INSTRUCTIONS FOR THE TASK: Continue the article below on the religious nature of evolution, starting from its final sentence.

--- begin EXCERPT TO READ ---

The religious nature of evolution
Renowned Canadian science philosopher Dr Michael Ruse made astonishing admissions about the religious nature of evolution at a symposium titled ‘The New Antievolutionism’ (during the 1993 annual meeting of the American Association for the Advancement of Science.)1 These statements shocked his colleagues because he has written a book, But is it Science?, denouncing creationism because it is religious and was the last person expected to give the game away.
He appeared to admit that evolution is based upon dogmatic exclusion of a miraculous creation/creator—in effect, a faith commitment to naturalism, the unprovable, religious belief that no supernatural element exists or is relevant.
Ruse said this (emphasis added):
‘at some very basic level, evolution as a scientific theory makes a commitment to a kind of naturalism, namely that at some level one is going to exclude miracles and these sorts of things, come what may.’
He went on to defend this unprovable assumption by the fact that, in his view, it works. Nevertheless, said Ruse,
‘evolution, akin to religion, involves making certain a priori or metaphysical assumptions, which at some level cannot be proven empirically.’
Further on, he said that one can’t just say that evolution is science, creation is religion, period. One has to have some other ‘coherence theory of truth, or something like that. I still think that one can certainly exclude creation science on those grounds’.
Law professor Phillip Johnson has severely criticized Ruse’s anti-creation testimony at the 1982 Arkansas trial at which the sorts of admissions above failed to surface. Johnson quoted Ruse as stating that it is OK to say different things on this subject to different audiences:
‘I mean I realize that when one is dealing with people, say, at the school level, or these sorts of things, certain sorts of arguments are appropriate. But those of us who are academics … should recognize … that the science side has certain metaphysical assumptions built into doing science, which—it may not be a good thing to admit in a court of law—but I think that in honesty that we should recognize, and that we should be thinking about some of these sorts of things.’
Many people do not realize that the teaching of evolution propagates an anti-biblical religion. See The Religion of Humanism.

--- end EXCERPT TO READ ---
--- begin SUPPLIED MATERIAL ---

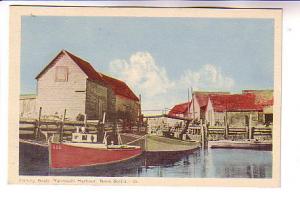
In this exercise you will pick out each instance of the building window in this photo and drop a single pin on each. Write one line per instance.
(61, 74)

--- end SUPPLIED MATERIAL ---

ANSWER TO THIS EXERCISE:
- What all atheists need to believe
- 15 Questions for Evolutionists -- #15 Why is a religious idea taught in science classes?
- CMI: Teaching creationism is child abuse? (Part 3)
- CMI: Teaching creationism is child abuse? (Part 2)
- CMI: Teaching creationism is child abuse? (Part 1)
- CMI: Evolutionism is not appropriate for anyone - a response to Bill Nye
- A complete transcript of the talk is available online at arn.org/docs/orpages/or151/mr93tran.htm and in print in: Young, C.C. and Largent, M.A., Evolution and Creationism: A Documentary and Reference Guide, pages 253–260.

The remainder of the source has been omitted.